Task description
All that is wanted is the exact text of the lines below from the one with "Spot the hanging herb" through the one with "[[832, 121], [25, 509], [419, 260]]", inclusive, minus any pictures.

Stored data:
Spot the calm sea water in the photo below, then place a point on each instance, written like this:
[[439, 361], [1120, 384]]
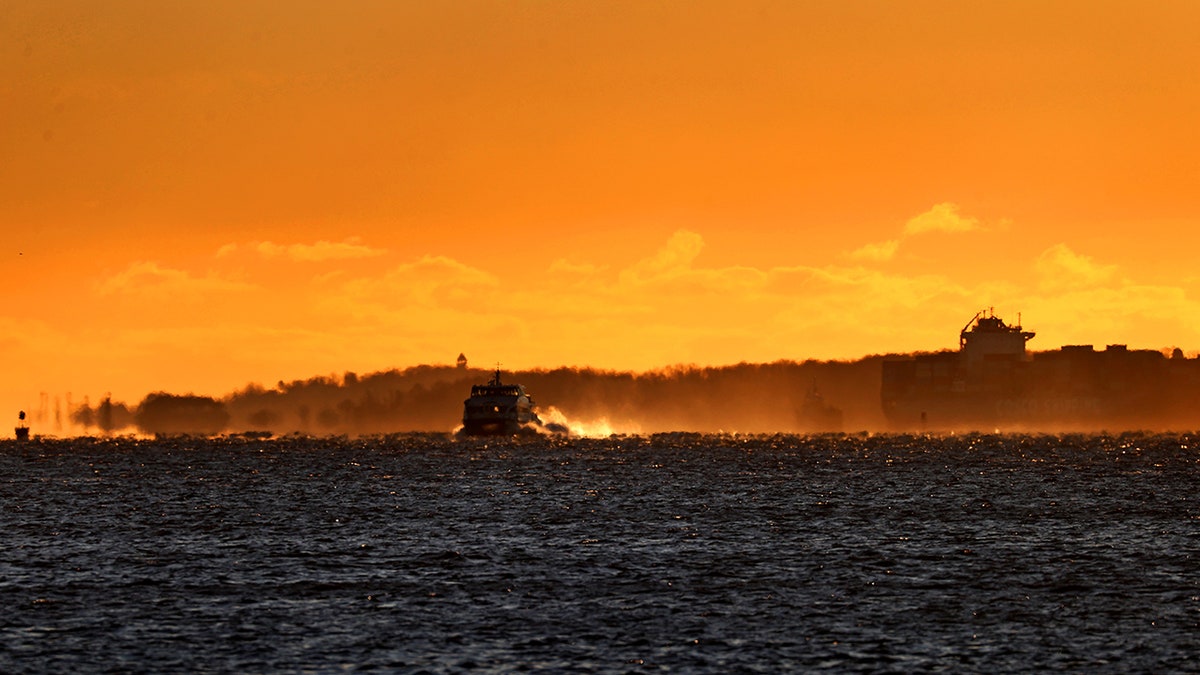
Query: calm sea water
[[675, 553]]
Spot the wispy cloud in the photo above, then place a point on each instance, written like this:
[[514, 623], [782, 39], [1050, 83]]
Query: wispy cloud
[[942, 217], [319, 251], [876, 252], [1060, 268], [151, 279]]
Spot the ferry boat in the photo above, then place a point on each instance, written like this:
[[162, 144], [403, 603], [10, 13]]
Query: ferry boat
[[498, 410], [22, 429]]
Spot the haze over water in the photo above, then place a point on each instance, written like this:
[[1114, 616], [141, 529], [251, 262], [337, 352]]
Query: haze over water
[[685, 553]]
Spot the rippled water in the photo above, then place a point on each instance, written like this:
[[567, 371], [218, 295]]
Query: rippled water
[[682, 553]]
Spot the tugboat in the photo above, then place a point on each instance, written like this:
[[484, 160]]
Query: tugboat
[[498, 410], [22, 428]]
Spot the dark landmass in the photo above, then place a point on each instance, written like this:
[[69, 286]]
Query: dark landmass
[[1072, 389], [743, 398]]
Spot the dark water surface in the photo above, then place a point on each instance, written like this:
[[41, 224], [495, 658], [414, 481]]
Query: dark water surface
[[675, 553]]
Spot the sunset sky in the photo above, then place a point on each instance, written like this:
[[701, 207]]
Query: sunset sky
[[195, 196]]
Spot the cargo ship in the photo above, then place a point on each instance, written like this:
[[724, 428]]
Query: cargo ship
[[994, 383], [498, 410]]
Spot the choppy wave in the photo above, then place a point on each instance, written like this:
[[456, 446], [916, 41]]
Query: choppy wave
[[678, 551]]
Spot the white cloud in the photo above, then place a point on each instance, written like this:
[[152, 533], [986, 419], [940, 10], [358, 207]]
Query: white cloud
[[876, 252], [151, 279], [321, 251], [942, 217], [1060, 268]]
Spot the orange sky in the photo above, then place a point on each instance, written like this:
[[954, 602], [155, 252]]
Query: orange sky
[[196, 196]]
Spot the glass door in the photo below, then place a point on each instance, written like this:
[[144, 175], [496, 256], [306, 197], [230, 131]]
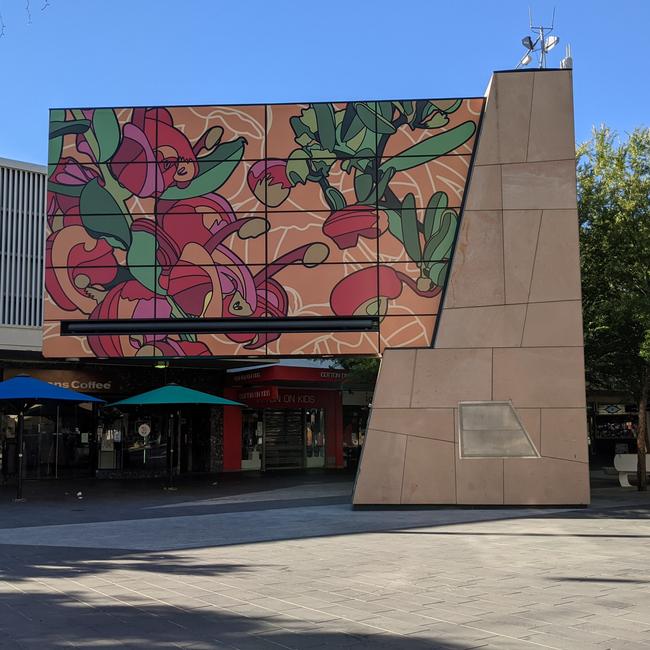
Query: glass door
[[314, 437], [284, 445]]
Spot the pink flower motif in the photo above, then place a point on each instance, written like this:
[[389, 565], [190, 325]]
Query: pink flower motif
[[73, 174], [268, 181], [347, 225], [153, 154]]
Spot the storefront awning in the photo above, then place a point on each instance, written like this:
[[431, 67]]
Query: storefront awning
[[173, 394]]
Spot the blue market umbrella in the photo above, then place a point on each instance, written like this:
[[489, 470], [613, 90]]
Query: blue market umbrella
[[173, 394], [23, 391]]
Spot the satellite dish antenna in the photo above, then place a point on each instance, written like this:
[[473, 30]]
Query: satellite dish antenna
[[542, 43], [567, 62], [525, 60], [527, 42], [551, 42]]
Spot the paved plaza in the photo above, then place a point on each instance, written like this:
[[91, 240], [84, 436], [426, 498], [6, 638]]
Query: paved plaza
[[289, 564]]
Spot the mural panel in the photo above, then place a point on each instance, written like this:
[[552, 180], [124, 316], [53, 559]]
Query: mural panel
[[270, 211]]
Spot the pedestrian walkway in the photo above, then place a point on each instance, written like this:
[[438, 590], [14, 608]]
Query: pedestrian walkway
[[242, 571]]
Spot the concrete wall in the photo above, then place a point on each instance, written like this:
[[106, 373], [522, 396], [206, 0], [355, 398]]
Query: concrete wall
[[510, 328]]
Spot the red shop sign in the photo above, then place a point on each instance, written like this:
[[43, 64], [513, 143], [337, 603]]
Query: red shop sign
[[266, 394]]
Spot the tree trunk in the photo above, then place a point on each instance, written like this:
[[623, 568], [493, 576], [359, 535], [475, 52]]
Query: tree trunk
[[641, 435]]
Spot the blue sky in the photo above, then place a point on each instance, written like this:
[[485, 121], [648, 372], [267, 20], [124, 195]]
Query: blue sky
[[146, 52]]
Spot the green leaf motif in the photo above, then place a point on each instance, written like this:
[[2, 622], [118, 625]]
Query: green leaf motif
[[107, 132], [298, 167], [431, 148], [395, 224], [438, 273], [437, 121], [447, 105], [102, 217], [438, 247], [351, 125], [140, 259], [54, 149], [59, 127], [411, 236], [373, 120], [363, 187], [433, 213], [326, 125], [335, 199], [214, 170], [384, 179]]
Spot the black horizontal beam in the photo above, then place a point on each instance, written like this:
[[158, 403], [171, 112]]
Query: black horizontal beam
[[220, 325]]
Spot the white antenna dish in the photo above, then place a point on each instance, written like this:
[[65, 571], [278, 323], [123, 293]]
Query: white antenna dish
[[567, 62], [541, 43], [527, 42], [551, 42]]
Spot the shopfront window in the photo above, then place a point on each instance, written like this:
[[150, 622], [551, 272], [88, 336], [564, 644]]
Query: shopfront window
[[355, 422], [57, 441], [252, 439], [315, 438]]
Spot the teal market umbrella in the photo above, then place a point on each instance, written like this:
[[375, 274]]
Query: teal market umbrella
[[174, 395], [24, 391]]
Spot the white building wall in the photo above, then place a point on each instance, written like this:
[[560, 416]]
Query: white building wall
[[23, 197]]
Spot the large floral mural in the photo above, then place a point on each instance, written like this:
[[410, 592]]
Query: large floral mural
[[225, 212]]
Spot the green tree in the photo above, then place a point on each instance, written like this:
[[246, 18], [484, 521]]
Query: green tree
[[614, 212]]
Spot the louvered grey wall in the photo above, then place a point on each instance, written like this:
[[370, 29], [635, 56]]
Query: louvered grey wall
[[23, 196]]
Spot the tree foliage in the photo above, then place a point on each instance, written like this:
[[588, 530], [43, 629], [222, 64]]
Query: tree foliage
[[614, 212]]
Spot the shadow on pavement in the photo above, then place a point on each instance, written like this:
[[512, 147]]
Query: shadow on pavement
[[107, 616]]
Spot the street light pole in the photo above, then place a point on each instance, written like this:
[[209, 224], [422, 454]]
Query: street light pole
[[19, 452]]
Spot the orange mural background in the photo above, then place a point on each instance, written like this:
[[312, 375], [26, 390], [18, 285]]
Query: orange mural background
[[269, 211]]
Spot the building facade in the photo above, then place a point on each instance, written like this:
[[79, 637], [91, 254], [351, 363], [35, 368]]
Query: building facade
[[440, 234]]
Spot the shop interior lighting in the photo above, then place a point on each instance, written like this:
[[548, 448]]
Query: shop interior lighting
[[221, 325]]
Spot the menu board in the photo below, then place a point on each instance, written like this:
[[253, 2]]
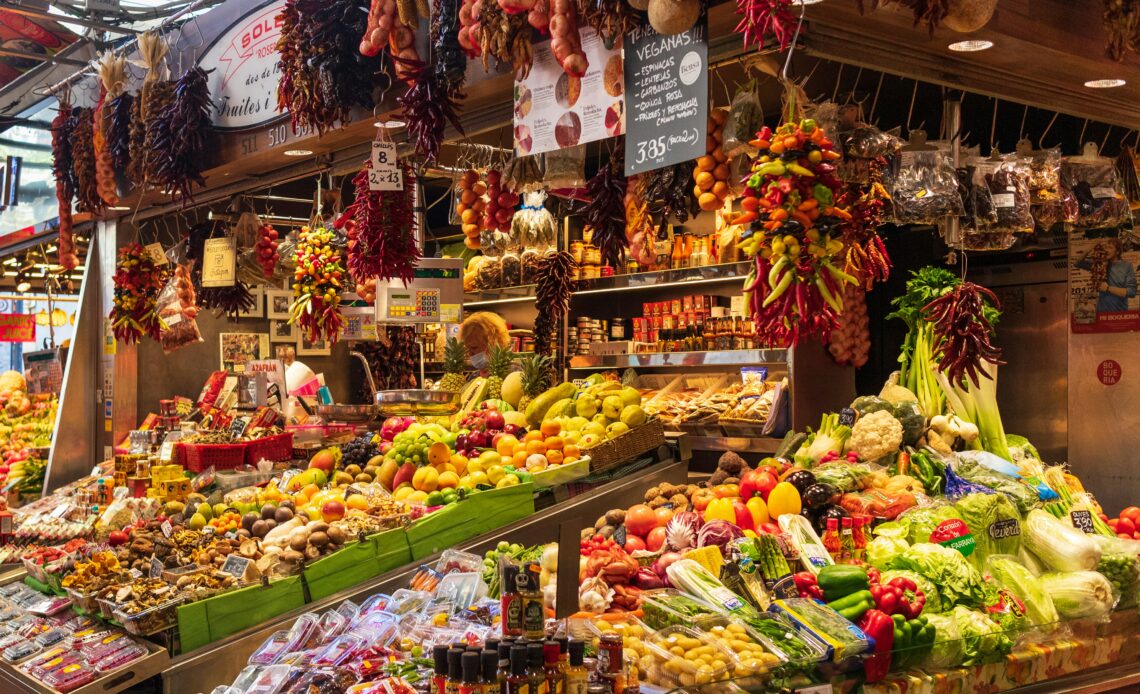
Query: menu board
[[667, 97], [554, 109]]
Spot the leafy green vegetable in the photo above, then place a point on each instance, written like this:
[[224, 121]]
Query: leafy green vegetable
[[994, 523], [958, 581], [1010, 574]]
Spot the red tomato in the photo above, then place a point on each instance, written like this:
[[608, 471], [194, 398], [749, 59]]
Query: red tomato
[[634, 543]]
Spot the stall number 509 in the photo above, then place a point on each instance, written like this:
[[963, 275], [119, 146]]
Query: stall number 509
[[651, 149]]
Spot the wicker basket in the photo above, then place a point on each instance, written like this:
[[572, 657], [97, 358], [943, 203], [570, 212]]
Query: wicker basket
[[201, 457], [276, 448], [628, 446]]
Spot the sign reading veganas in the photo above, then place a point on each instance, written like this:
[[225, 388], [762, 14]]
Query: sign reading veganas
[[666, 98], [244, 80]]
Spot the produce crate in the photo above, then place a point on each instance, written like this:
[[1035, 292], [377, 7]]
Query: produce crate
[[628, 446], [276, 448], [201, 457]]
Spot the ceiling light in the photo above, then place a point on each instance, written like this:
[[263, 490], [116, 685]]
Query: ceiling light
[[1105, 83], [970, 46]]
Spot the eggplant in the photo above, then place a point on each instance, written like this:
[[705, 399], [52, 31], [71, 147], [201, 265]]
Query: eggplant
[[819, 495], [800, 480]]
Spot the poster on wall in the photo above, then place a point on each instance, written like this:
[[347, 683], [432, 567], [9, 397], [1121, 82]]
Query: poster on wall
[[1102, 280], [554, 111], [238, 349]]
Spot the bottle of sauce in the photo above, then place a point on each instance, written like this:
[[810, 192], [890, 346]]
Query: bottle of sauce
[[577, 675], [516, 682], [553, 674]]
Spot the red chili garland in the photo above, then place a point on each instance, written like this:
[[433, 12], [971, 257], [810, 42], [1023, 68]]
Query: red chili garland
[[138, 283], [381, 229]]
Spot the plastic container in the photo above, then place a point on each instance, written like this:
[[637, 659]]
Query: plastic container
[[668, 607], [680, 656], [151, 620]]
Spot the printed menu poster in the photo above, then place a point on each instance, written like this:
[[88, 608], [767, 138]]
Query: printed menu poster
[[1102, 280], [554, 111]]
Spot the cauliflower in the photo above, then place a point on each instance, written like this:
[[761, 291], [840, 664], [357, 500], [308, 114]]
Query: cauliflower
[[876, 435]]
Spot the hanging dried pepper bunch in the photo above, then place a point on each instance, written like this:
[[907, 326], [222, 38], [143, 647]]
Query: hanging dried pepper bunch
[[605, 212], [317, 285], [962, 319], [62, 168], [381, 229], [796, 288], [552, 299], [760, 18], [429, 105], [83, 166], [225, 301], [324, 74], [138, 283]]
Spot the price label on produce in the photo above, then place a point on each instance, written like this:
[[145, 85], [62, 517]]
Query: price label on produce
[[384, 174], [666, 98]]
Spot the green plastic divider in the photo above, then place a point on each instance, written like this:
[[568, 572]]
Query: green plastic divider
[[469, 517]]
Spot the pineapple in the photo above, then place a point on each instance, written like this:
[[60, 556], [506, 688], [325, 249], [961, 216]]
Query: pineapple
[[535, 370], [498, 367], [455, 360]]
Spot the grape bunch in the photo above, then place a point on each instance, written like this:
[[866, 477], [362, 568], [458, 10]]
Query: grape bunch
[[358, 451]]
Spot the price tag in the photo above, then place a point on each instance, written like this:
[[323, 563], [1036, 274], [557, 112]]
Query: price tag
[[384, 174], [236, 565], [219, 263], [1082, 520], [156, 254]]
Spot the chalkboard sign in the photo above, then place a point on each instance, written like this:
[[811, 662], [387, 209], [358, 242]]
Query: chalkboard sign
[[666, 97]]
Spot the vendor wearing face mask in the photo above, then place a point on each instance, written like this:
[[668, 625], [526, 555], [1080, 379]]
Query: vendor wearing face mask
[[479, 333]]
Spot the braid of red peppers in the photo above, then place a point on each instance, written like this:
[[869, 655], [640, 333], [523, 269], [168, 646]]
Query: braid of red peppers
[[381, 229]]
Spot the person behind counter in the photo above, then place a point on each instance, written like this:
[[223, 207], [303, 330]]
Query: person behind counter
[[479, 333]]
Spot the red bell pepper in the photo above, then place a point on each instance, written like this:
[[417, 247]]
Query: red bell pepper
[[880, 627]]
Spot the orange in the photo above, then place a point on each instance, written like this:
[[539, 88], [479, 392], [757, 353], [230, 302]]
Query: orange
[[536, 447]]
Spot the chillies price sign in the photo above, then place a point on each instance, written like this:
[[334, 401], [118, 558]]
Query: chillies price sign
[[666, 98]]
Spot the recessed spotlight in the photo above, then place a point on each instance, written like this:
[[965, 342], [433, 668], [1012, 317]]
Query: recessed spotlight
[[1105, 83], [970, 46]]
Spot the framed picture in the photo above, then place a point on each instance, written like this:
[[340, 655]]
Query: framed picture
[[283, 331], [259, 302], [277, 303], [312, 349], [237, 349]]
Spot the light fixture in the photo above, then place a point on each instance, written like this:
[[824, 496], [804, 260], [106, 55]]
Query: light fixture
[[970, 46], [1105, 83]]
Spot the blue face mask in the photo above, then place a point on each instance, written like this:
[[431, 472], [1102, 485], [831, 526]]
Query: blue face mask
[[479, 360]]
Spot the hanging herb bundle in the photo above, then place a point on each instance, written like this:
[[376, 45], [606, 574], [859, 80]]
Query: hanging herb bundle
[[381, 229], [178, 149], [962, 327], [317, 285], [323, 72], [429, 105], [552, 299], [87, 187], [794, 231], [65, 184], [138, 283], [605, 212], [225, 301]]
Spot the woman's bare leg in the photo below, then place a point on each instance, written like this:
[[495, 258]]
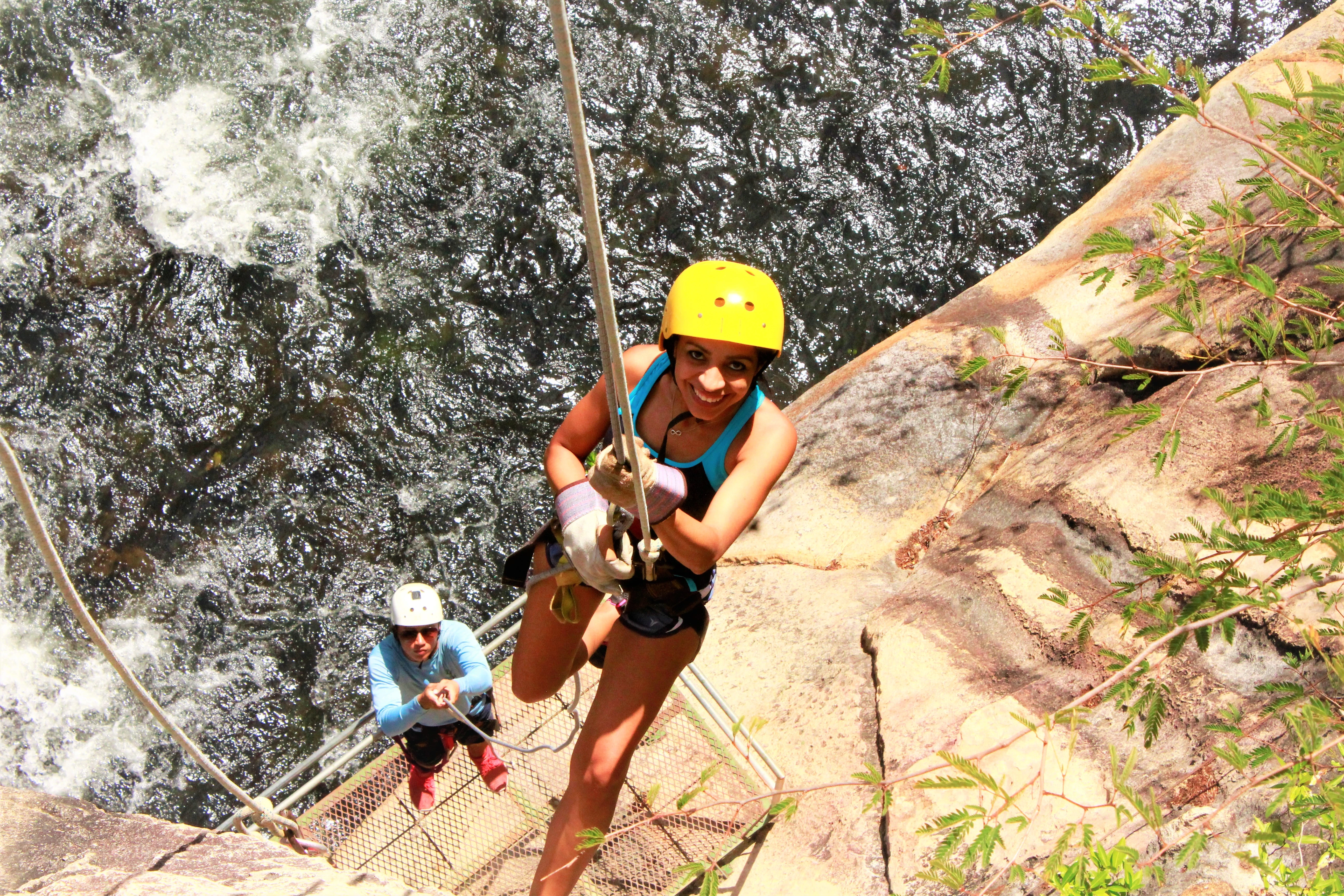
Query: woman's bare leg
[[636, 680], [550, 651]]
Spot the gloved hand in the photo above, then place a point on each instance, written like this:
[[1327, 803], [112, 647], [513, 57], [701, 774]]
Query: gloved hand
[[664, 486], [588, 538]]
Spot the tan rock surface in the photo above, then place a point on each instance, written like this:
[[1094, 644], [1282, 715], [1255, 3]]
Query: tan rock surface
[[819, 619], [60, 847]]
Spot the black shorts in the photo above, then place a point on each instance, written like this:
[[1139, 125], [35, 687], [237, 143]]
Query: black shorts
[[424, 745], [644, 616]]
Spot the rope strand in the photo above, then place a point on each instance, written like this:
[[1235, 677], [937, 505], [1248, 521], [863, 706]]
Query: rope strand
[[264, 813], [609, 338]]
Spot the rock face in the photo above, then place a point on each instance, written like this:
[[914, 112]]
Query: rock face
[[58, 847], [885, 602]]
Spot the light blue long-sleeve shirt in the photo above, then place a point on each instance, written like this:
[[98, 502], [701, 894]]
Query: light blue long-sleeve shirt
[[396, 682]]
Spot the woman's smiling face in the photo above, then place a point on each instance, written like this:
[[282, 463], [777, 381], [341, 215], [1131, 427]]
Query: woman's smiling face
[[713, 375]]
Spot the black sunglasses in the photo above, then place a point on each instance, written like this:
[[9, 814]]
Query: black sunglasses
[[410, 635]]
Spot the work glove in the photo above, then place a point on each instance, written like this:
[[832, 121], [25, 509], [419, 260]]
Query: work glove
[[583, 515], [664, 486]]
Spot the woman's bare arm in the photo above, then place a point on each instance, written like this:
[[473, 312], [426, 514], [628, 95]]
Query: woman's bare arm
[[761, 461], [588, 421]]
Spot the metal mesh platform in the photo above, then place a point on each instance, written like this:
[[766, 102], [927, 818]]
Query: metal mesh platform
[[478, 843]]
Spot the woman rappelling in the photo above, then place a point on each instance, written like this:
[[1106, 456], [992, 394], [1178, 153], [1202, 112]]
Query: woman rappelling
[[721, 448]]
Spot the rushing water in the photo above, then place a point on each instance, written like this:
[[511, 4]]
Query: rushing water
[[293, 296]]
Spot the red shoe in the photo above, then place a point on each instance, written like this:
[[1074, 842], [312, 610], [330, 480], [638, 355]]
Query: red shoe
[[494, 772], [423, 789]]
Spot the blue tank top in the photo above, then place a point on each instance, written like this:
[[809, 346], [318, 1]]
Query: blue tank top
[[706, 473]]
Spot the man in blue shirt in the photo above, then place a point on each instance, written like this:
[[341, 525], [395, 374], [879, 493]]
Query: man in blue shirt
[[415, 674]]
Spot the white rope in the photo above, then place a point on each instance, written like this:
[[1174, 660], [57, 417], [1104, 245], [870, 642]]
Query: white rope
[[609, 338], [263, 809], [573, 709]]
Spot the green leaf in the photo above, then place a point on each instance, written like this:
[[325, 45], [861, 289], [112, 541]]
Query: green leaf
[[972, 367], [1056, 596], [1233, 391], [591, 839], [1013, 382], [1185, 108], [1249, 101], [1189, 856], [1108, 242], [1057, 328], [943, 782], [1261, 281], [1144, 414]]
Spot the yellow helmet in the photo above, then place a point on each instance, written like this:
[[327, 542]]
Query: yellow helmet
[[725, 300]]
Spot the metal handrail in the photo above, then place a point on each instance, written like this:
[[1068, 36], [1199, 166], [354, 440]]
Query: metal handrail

Response
Spot the hanging herb bundle in the photo above, then place a point on each instance, written like this:
[[376, 45], [606, 574], [859, 80]]
Query: hanging herb bundle
[[381, 229], [178, 149], [962, 327], [317, 285], [323, 72], [429, 105], [552, 299], [87, 187], [794, 231], [65, 184], [138, 283], [605, 212], [225, 301]]
Spot the woman's bare leg in the photo below, then place a point on each instance, written like this:
[[495, 258]]
Query: woman's bare leg
[[636, 680], [550, 651]]
Spot the gloved hand in the photo above, then place a point on each instance, written like this:
[[1327, 803], [112, 647], [513, 57], [701, 774]]
Query: gloved hand
[[664, 486], [588, 538]]
Spot the tan rock surface in the photo above, then place a point on each instance, written like this:
[[1094, 644], [1282, 715], [1255, 3]]
Query: tan rock surface
[[819, 619], [60, 847]]
Spot the black shorts in the photo above, then place a point on each instance, written like this:
[[1139, 125], [35, 687], [237, 143]]
Query: black shorts
[[424, 745], [644, 616]]
Spot the rope strand in the photo above, then place a point on each instance, written like this:
[[1235, 677], [937, 505], [1248, 521], [863, 706]]
Query: rope strand
[[264, 813], [609, 338]]
Spot the rock face in the photo above, then place a point on each instance, written like this:
[[914, 112]]
Query: rock face
[[58, 847], [885, 602]]
Spot the light blue long-sleeve shirt in the photo above, then place a point on each instance, written like this:
[[98, 502], [701, 894]]
Query: light blue long-sleeve shirt
[[396, 682]]
Spot the woman's smiling face in the photo above, then place a point on each instance, written like this:
[[282, 463], [777, 381], [341, 215], [1131, 427]]
Query: woman's smiling face
[[713, 375]]
Spot the black sunglasses in the photo above, then place a point on each instance, written like this:
[[9, 814]]
Query: black sunglasses
[[410, 635]]
Spot the work glove in the photo above, then place a point on each instance, written like this:
[[832, 121], [25, 509], [419, 260]]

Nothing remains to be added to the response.